#### TASKS TO PERFORM:
• A. Reproduce the portion of the P4HB methods text between "The RNA-seq libraries" and "containing 11,690 samples.", inclusive, word for word.
• B. Write the next part of the P4HB methods text, picking up after its final sentence.

#### SOURCE TEXT:
++++++++++++++++++++

Part I: Bioinformatic studies

Databases

The Functional Annotation of Mammalian Genomes 5 (FANTOM5) project covers more than 1000 human and mouse samples which were profiled by CAGE, with most samples derived from primary cells [42]. For this analysis, we used a subset of 70 human samples from FANTOM5 for which RNA-seq data were available [31]. More information about the FANTOM5 samples is available at this link: http://fantom.gsc.riken.jp/5/sstar/Browse_samples.

The RNA-seq libraries from ENCODE repository (https://www.encodeproject.org/) are publicly available. Table S2 details the accession number of each dataset. The first dataset group constitutes six samples from primary cells obtained from five donors. The second is composed by distinct cell lines, including specific cancer cell lines, accounting for 12 different cell types with 27 samples. This dataset was submitted to ENCODE Project by Caltech and Cold Spring Harbor Laboratory (CSHL). The accession number for VSMC RNA-seq data [31] is GSE100081.

For analysis of the Genotype Tissue Expression (GTEx) Project (https://gtexportal.org/home/datasets) database, we downloaded data from 30 different human tissues containing 11,690 samples.

Bioinformatic analysis

To determine the landscape of P4HB splice variant expression, we investigated RNA-seq data across FANTOM5, ENCODE Project and GTEX database. RNA-seq pipeline analyses to detect splice-junction of P4HB gene in FANTOM5, ENCODE and GTEx database were developed. The only difference was that for GTEx database we used the raw data obtained, meaning the splice junction value for each splice variant and normalized by the number of reads of P4HB gene. The computational pipeline which identifies the splice junction for one specific gene was made with stringent filters to maximize the specificity for splice-junction.

The development of new methods of transcriptome profiling, with longer read lengths, paired reads and mapping across splice junctions is also required for improvements of data analysis. For this study we develop a pipeline to count the splice junction using BAM files (Binary Alignment/Map format), which is a binary representation of the SAM files (Sequence Alignment/Map format) developed for the 1000 Genomes Project [43, 44] and detect the presence of splicing junctions for each P4HB splice variant. The pipeline for mapping the splice junction used in this work counts the specific splice junction for each P4HB splice variant described in Fig. 1, divided by the total number of reads multiplied by 1,000,000 and transforming in a unit called Splice Junction Tag per Million (SJ TPM), which is used as an expression level unit. The genome GRCh37 assembly was used as reference genome. The RStudio was used to visualize the expression in SJ TPM.

RNA-seq libraries of human samples

RNA-seq data from FANTOM5, corresponding to 70 samples, includes a diverse set of human biological samples. This library is 100 bp single-end RNA-seq, sequenced at RIKEN GeNAS on an Illumina Hi-Seq2000 platform with a depth of ~ 200 million reads each [30].

++++++++++++++++++++

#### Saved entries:

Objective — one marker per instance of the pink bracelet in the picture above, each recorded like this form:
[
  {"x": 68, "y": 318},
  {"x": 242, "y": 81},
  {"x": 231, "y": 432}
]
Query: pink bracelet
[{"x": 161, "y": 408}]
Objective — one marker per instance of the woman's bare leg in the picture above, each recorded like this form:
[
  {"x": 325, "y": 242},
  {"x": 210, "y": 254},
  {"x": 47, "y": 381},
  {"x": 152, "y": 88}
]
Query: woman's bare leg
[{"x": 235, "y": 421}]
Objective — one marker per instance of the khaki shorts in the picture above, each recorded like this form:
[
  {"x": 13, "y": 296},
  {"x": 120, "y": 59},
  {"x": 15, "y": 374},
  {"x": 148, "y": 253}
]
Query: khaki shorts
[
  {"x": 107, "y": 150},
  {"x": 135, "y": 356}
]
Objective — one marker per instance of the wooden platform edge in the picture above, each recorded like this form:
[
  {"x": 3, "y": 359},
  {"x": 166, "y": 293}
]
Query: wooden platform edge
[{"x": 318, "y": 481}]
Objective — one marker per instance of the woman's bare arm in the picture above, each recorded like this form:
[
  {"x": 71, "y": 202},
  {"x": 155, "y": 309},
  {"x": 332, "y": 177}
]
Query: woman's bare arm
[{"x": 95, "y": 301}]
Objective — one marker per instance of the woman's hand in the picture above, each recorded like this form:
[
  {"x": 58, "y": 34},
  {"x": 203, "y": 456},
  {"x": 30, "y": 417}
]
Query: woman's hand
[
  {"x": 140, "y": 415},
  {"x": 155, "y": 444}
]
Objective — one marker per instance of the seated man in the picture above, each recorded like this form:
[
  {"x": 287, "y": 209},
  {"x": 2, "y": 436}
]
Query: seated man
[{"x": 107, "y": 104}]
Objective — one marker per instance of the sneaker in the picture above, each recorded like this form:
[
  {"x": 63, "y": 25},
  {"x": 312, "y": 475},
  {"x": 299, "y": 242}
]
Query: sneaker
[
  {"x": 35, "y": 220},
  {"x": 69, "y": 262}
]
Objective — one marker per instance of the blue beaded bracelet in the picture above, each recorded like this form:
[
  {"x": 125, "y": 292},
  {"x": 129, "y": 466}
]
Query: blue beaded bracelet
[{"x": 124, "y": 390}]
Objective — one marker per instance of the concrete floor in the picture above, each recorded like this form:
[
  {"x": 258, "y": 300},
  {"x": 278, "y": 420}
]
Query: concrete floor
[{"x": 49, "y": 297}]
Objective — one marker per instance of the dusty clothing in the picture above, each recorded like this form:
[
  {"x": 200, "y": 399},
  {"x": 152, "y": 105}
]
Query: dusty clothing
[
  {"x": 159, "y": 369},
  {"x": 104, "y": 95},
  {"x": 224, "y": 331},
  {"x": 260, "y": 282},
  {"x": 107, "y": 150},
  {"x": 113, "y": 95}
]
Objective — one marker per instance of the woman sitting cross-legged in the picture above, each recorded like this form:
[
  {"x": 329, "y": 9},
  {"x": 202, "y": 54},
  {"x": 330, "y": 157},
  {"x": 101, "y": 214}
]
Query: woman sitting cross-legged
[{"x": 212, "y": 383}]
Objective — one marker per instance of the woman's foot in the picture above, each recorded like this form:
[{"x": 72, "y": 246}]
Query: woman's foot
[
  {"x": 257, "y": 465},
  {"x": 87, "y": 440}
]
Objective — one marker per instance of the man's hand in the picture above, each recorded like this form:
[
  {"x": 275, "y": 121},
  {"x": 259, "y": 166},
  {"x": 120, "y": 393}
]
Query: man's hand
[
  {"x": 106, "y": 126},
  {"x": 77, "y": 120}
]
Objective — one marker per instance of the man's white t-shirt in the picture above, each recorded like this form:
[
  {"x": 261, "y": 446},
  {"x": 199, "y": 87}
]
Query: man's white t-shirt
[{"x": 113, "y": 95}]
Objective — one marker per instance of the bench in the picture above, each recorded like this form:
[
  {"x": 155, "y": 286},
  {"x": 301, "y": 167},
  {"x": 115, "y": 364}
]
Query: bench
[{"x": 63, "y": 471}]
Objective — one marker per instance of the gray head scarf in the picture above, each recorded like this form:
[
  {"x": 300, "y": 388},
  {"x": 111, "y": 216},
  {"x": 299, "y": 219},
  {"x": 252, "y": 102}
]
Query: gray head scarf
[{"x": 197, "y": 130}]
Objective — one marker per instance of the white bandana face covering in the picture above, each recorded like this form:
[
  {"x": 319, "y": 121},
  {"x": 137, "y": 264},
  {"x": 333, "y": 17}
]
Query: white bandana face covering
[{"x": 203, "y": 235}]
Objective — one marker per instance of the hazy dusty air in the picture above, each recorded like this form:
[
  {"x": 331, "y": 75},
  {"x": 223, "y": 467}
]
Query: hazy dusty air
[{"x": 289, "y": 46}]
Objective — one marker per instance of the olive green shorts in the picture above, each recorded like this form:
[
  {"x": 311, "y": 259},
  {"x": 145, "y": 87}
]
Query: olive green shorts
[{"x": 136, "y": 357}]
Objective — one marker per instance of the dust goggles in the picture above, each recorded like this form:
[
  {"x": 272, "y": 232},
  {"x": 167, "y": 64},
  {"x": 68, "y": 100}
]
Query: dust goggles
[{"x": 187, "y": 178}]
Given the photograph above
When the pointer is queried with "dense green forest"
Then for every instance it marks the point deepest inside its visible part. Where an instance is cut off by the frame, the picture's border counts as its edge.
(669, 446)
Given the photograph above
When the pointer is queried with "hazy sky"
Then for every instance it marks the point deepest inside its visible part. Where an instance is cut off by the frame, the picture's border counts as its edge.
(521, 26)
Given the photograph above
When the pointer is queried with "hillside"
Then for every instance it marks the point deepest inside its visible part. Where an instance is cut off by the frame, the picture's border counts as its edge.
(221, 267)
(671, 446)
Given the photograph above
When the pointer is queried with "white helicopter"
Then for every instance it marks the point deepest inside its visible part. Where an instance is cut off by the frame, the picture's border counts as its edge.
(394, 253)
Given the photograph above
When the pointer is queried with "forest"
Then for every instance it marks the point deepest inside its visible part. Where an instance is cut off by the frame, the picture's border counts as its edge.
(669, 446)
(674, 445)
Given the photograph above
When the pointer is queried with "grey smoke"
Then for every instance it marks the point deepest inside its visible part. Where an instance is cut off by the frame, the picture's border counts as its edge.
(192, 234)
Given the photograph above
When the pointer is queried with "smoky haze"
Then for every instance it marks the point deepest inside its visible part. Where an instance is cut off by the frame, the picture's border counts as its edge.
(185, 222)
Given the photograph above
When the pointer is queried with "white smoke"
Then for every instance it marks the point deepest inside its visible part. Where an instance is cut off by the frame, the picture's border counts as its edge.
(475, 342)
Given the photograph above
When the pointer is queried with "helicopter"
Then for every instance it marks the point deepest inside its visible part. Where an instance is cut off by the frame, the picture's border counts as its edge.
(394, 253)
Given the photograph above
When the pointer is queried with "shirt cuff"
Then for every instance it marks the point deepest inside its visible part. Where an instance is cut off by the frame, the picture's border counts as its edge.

++++++++++++++++++++

#### RESPONSES BY ITEM NUMBER:
• A.
The RNA-seq libraries from ENCODE repository (https://www.encodeproject.org/) are publicly available. Table S2 details the accession number of each dataset. The first dataset group constitutes six samples from primary cells obtained from five donors. The second is composed by distinct cell lines, including specific cancer cell lines, accounting for 12 different cell types with 27 samples. This dataset was submitted to ENCODE Project by Caltech and Cold Spring Harbor Laboratory (CSHL). The accession number for VSMC RNA-seq data [31] is GSE100081.

For analysis of the Genotype Tissue Expression (GTEx) Project (https://gtexportal.org/home/datasets) database, we downloaded data from 30 different human tissues containing 11,690 samples.

• B.
RNA-seq data from ENCODE (https://genome.ucsc.edu) contains 12 different cell lines: CD20, GM12878, Haoaf, Haoec, Hep G2, HeLa, HSMM, HUVEC, HCT-116, H1hesc, Hmec, Nhek and SK-N-SH, with a total of 27 samples. The 12 samples were selected due the presence of CAGE peaks in the promoter region. These set of data contains reads around 75 ~ 200 bp and sequenced on Illumina Genome Analyzer or Illumina Hi-Seq 2000. The RNA-seq from [31], was sequenced in Illumina Hi-Seq 2500, 100 bp paired-end.

For GTEx, RNA-seq data was obtained from https://gtexportal.org/home/datasets. The RNA-seq was performed using the Illumina TruSeq library construction preparation and the sequencing produced 76 bp paired ended reads. More information is available at the link https://gtexportal.org/home/documentationPage .

CAGE tags

CAGE (Cap Analysis of Gene Expression) is a technology to map the majority of transcription starting sites and their promoters, thus deciphering the expression of the RNAs produced at each promoter [45] This technology allows the acquisition of gene expression profiling, the identification of promoter use and the specific transcriptional start site (TSS). Counting the numbers of CAGE tags for each promoter within a gene, it is possible to determine the expression level and the usage of different promoters. This tag has 27 nucleotides, facilitating the map of these tags in the genome. CAGE peaks were visualized and the data acquired through ZENBU [46].

Visualization of alternative splicing in P4HB isoforms

To visualize the RNA-seq data we use the Integrative Genomics Viewer (IGV) browser [47], using as input spliced alignments (in BAM files format) and gene model annotation in GFF format [48]. The BAM files are from FANTOM5 RNA-seq data.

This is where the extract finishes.